==== Information provided

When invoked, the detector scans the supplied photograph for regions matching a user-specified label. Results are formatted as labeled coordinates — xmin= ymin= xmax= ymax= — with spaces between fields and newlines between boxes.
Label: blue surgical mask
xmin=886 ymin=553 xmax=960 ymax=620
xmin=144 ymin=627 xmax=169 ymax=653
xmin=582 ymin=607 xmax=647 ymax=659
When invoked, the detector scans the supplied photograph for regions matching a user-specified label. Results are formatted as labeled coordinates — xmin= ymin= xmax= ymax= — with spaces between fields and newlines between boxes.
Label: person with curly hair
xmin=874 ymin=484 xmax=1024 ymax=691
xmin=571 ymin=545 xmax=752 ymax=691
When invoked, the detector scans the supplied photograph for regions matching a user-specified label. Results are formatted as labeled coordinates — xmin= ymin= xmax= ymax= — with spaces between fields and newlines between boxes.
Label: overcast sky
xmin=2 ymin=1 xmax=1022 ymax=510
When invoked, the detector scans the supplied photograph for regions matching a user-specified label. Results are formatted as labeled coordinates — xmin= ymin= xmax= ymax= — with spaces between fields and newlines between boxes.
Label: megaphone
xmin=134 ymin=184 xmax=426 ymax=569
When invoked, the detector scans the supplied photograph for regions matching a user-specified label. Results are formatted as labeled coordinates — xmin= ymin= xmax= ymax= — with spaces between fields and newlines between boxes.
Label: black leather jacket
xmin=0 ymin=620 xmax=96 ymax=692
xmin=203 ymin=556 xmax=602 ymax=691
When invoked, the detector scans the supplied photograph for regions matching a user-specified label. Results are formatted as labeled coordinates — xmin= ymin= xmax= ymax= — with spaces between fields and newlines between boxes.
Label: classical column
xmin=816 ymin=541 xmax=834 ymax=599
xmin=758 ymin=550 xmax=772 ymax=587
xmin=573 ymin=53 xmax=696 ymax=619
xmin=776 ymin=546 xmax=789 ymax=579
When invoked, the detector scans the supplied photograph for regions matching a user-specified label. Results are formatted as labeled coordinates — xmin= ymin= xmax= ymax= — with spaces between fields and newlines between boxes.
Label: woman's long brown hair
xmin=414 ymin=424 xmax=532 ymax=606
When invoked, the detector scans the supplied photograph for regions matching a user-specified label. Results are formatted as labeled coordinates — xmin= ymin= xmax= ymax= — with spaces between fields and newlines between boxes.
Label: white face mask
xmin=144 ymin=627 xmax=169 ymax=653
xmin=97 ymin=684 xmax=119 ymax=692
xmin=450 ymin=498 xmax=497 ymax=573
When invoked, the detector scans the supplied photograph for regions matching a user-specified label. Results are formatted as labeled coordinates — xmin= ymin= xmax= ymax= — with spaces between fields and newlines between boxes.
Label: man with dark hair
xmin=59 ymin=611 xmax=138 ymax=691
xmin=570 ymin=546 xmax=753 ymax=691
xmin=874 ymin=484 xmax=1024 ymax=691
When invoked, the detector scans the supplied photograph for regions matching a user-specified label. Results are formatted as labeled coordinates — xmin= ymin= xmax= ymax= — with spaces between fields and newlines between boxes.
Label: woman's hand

========
==== Information provided

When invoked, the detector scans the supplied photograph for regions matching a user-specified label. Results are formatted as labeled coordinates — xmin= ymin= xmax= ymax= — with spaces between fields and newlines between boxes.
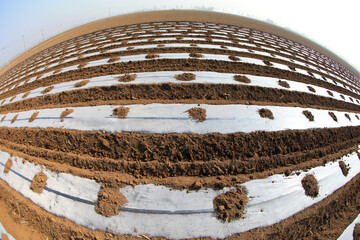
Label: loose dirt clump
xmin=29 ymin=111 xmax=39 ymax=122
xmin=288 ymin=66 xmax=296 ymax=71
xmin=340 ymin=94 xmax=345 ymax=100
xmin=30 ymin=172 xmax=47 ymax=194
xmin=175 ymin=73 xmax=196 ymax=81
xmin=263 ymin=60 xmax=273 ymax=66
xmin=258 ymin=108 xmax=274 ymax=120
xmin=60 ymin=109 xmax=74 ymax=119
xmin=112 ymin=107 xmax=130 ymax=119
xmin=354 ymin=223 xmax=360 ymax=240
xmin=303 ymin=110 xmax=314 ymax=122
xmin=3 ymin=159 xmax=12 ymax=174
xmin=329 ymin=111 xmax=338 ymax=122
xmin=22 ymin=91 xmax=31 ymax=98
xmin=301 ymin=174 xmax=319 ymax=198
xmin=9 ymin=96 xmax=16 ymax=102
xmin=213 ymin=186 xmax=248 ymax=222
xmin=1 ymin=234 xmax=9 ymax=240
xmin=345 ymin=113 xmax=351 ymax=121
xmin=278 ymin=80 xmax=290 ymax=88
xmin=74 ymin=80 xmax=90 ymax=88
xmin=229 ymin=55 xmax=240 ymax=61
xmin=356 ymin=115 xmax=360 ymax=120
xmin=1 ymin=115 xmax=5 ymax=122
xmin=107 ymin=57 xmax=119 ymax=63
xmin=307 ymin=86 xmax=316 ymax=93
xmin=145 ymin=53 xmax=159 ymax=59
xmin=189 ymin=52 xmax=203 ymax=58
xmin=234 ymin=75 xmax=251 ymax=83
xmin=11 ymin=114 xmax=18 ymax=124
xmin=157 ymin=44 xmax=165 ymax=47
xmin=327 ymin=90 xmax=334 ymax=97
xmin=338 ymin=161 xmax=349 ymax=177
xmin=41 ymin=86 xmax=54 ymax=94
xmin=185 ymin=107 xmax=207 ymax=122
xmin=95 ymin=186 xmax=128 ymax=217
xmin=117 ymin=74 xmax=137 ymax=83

========

### To do
Copy out precisely the lines from the line with "Label: man with dark hair" to the line with "Label: woman's hand" in the material above, including those two lines and omitting all the rest.

### Problem solution
Label: man with dark hair
xmin=59 ymin=611 xmax=138 ymax=691
xmin=570 ymin=546 xmax=753 ymax=691
xmin=874 ymin=484 xmax=1024 ymax=691
When invoked, the detector scans the supplied photograph for regions matching a user-specified label. Results are formatted as labeled coordinates — xmin= ymin= xmax= ymax= — with spaces between fields and newlines between boxes.
Label: woman's hand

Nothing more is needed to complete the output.